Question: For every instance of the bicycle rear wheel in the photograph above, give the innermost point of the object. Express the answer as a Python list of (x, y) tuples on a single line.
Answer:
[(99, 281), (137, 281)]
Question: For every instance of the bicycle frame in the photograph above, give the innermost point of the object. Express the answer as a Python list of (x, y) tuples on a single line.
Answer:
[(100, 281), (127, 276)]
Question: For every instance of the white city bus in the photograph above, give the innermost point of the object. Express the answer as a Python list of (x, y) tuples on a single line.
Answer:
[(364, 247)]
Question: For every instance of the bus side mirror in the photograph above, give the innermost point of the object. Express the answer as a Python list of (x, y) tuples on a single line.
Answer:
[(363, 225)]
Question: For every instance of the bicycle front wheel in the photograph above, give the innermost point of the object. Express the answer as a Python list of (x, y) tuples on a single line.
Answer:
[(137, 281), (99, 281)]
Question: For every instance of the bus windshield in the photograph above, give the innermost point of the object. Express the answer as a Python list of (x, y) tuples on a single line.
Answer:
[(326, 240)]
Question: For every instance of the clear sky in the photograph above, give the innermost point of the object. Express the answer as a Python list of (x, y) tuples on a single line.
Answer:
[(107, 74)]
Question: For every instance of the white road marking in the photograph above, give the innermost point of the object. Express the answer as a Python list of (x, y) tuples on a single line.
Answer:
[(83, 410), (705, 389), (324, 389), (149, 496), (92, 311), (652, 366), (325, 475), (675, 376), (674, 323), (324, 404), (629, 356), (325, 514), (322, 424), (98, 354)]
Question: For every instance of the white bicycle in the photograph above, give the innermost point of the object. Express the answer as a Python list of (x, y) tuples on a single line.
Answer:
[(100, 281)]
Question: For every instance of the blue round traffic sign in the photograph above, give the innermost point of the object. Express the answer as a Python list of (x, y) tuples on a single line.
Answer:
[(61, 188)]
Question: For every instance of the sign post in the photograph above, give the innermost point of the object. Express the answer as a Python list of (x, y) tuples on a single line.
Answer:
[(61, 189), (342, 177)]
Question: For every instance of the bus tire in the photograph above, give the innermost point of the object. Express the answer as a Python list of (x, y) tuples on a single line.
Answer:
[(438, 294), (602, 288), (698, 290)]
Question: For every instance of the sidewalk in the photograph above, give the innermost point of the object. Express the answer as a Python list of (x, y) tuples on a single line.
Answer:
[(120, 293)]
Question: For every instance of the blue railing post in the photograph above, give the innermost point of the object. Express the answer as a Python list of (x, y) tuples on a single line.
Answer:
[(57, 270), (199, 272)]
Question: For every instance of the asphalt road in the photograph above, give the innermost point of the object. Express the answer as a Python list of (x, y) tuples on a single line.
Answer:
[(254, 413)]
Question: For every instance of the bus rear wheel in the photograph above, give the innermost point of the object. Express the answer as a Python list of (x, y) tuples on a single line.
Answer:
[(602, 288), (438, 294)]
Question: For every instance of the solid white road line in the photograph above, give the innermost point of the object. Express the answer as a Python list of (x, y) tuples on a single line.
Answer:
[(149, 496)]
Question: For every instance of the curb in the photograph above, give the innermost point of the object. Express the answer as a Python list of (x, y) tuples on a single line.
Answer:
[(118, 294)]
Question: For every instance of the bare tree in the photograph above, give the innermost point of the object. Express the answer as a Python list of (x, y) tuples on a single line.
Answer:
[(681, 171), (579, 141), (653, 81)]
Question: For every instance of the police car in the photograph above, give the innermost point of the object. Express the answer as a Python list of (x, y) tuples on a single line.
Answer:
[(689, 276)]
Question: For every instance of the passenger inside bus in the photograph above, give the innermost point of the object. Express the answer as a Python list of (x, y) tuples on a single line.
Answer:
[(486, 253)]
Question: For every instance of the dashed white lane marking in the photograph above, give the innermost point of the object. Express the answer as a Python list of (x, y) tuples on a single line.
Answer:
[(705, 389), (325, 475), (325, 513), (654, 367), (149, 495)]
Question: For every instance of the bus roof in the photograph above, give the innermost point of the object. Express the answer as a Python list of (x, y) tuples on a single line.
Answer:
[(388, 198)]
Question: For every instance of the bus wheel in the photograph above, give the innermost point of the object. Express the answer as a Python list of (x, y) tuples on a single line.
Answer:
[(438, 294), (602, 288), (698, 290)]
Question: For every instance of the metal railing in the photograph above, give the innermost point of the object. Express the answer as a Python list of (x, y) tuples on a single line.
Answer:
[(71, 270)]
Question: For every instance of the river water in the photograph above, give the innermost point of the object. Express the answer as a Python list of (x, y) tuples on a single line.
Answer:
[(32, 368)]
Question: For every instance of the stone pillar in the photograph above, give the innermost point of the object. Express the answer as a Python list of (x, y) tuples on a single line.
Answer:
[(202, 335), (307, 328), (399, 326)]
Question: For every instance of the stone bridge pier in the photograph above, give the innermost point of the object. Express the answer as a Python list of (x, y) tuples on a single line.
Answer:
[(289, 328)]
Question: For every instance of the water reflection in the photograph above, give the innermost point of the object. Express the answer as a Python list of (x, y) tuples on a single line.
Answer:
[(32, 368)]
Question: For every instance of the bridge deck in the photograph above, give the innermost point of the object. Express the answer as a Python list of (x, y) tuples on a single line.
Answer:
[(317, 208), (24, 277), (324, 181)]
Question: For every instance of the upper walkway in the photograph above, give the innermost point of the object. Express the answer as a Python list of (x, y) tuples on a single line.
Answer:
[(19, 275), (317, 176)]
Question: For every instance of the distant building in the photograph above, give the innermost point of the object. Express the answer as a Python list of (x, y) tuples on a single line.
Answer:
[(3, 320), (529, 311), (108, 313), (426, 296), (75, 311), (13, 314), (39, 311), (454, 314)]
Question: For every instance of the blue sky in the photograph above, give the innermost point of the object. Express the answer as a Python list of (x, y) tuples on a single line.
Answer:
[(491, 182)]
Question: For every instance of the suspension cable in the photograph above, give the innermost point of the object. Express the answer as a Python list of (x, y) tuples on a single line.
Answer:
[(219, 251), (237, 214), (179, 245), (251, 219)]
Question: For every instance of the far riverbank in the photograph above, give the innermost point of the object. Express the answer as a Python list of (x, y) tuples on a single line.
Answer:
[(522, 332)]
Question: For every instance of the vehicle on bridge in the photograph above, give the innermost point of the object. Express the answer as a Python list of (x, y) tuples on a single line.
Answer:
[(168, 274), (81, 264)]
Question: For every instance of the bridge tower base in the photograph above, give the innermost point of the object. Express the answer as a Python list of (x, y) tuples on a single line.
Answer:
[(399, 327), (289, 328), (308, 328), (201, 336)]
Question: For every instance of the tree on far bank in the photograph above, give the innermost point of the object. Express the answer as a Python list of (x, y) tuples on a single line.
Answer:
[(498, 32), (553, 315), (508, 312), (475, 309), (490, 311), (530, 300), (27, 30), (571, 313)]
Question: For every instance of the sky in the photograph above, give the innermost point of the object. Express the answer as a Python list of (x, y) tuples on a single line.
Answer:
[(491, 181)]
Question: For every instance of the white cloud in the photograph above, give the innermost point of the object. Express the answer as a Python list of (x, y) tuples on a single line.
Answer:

###

• [Given exercise] Rewrite all the rows above, replacing each occurrence of "innermost point" with "central point" and leaving everything else as it is.

• [Complete response]
Question: For every instance of the bicycle rear wheel in the photograph above, give the central point of the object. Express the answer as a Python list of (x, y) tuples on a single line.
Answer:
[(99, 281), (137, 281)]
Question: For every instance of the bicycle frame in the photograph above, give the central point of the object. Express the answer as a Python list of (x, y) tuples on a single line.
Answer:
[(100, 281), (127, 276)]
Question: For every instance of the white city bus in the photograph above, give the central point of the object. Express the answer as a Python list of (x, y) tuples on a single line.
Answer:
[(364, 247)]
Question: For every instance of the bus side mirror in the photograph above, give the central point of the object. Express the answer as a Python list of (x, y) tuples on a single line.
Answer:
[(363, 225)]
Question: For every instance of the bicycle front wheel in the photograph above, give the central point of the object. Express the answer as a Python list of (x, y) tuples on a single line.
Answer:
[(137, 281), (99, 281)]
Question: For every instance of the bus windshield in the photograph above, give the central point of the object. Express the answer as a Python list of (x, y) tuples on a single line.
Answer:
[(326, 240)]
Question: For every instance of the clear sky in the photograph above, give the central point of the object. Express the answer as a Python list of (x, y) tuples on a single line.
Answer:
[(107, 74)]
Question: For every instance of the white road marking in the photograph above, give the central point of the object. Express the answer as a Python list of (x, y) tuples on a single line.
Answer:
[(83, 410), (705, 389), (324, 389), (149, 496), (92, 311), (652, 366), (325, 475), (675, 376), (674, 323), (324, 404), (629, 356), (325, 514), (322, 424), (98, 354)]
Question: For every instance of the white bicycle in the photograph above, give the central point of the object. Express the answer as a Python list of (x, y) tuples on a single line.
Answer:
[(100, 281)]
Question: For every instance of the blue round traffic sign in the photograph above, give the central point of the object. Express the answer as a Python list of (x, y) tuples on a single line.
Answer:
[(61, 188)]
Question: For every instance of the sign post in the photograph above, give the central point of the object. Express the answer as a Python list of (x, y) tuples on a single line.
Answer:
[(61, 189), (342, 177)]
Question: For every instance of the bus tire in the photograph above, give the central point of the object. Express the answer as a Python list of (x, y) tuples on a single line.
Answer:
[(438, 294), (602, 288), (698, 290)]
Question: For every instance of the sidewalk in the photograph above, give the central point of the object. Express the answer as a Python list of (x, y) tuples on a single line.
Answer:
[(120, 293)]
Question: For every instance of the blue railing post in the photograph above, give the central point of the object. Express the answer as a Python list of (x, y) tuples on a single line.
Answer:
[(57, 270), (199, 272)]
Question: For every instance of the asphalt road in the photograph above, give the central point of the object. Express the answer as a Python list of (x, y) tuples on a single line.
Answer:
[(254, 413)]
Question: For every instance of the bus rear wheel in the photograph above, give the central point of the object. Express the answer as a Python list of (x, y) tuples on a single line.
Answer:
[(602, 288), (438, 294)]
Question: For every instance of the solid white road line in the photograph above, give the central point of the object. Express the answer as a Python list of (x, y) tuples on a single line.
Answer:
[(149, 496)]
Question: For every instance of the curb in the photograph above, give the central point of the object. Express the answer as a Python list of (x, y) tuples on a single line.
Answer:
[(118, 294)]
Question: For every instance of the bare tree in the photograph above, give the central point of the object. Express the answer as a Python list of (x, y) tuples on a single line.
Answer:
[(681, 171), (579, 141), (653, 81)]
Question: For every instance of the police car in the photograph above, give the central point of the object. Express the answer as a Python list of (x, y) tuples on a single line.
Answer:
[(689, 276)]
Question: For every instance of the passenger inside bus in the photograph above, give the central point of the object. Express the answer as a Python list of (x, y) tuples on a single line.
Answer:
[(486, 253)]
Question: For every instance of the dashed white lane marking in the photograph above, give the central point of the object. Express the answer as a Python list of (x, y) tuples on a single line.
Answer:
[(705, 389), (325, 475), (325, 513), (654, 367), (149, 495)]
Question: For every instance of the bus roof in the photograph above, give the central point of the object. Express the answer as a Python list of (x, y) tuples on a single line.
Answer:
[(388, 198)]
Question: For every instance of the bus wheel in the photograph above, give the central point of the object. Express the answer as a Python list of (x, y) tuples on a single line.
Answer:
[(438, 294), (602, 288), (698, 290)]
Question: For every instance of the metal railing in the photograph above, give the central point of the object. Express the answer as a Python list of (x, y) tuples on a single line.
Answer:
[(71, 270)]
Question: For every instance of the river water in the photograph above, give the central point of the object. Express the answer as a Python list of (x, y) tuples on a single line.
Answer:
[(32, 368)]
Question: For every instance of the stone pillar in the photograph above, give the central point of the object. Express the answer as a Python list of (x, y) tuples on a single line.
Answer:
[(202, 335), (307, 328), (399, 326)]
Question: For every instance of the stone bridge pier in the photograph above, give the central point of the object. Express the answer as a Python list of (x, y) tuples on a single line.
Answer:
[(289, 328)]
Question: For every instance of the water reflection in the photograph above, give the central point of the object. Express the answer as a Python list of (x, y) tuples on a single line.
Answer:
[(32, 368)]
Question: For every instance of the bridge deck in the photograph above, give the central point of the object. Express the answer as a Python list of (x, y) tuples on a single line.
Answer:
[(317, 208), (24, 277), (324, 181)]
Question: For every instance of the upper walkway in the photograph above, give the central point of the object. Express the answer as a Python list of (x, y) tuples on a single line.
Answer:
[(19, 275), (317, 176)]
Question: For every instance of the distant building in the photograph above, give the central point of the object. Express the answer as a Python list of (x, y) tuples on a single line.
Answer:
[(3, 320), (529, 311), (108, 313), (426, 296), (75, 311), (13, 314), (39, 311), (454, 314)]
Question: For every instance of the blue sky in the photograph above, give the central point of the object. Express the answer as a Python list of (x, y) tuples on a single line.
Answer:
[(491, 182)]
Question: For every instance of the suspension cable in the photograph above, give the central point of the object. Express the answer as a Python list of (x, y) tuples on a single line.
Answer:
[(219, 251), (237, 214), (179, 245), (251, 219)]
Question: For every instance of the far riverbank in the photograph above, give the central point of the object. Express the answer as a Python list of (x, y) tuples on a single line.
Answer:
[(522, 332)]
Question: For every instance of the vehicle on bridge in the photograph above, give the central point of the object. Express the answer as a Python list of (x, y) tuples on a single line.
Answer:
[(168, 274), (81, 264)]
Question: For every instance of the bridge tower base in the photograph above, give the central point of the object. Express the answer as a Python list of (x, y) tuples on a single line.
Answer:
[(399, 327), (289, 328), (308, 328), (201, 336)]
Question: For every instance of the tree on far bank in the photograph above, give the central point of the object. Express the answer as a Python list of (x, y) tuples on a single line.
Answer:
[(498, 32), (553, 315), (508, 312), (475, 309), (490, 311), (530, 300), (27, 30), (571, 313)]
Question: For every instance of the sky in the photograph above, give the central point of the object. Express the answer as a Python list of (x, y) tuples on a single line.
Answer:
[(491, 181)]
Question: For every instance of the white cloud in the photograph above, give the central point of the object. Express the answer as a Python list of (x, y) tuples on a single line.
Answer:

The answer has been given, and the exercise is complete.